=== SET TASK ===
Reproduce the data below verbatim, line for line, leaving out the pictures.

** Begin **

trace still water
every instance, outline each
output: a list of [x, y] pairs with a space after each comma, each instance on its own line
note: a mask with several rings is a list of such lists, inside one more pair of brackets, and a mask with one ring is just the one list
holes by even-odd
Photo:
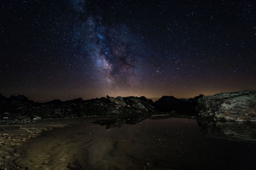
[[84, 121], [55, 128], [16, 146], [20, 154], [13, 164], [29, 170], [256, 168], [255, 124], [179, 118], [137, 122]]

** End **

=== ANSWER TO THE EXERCISE ===
trace still water
every instance, outline each
output: a list of [x, y] pairs with a space after each comma, each instance on its own line
note: a mask with several rings is a list of such lists, inside one more pair of brackets, and a mask with one ring is just the one list
holes by even-odd
Photo:
[[84, 121], [55, 128], [16, 146], [20, 154], [13, 164], [29, 170], [256, 168], [255, 124], [179, 118], [137, 122]]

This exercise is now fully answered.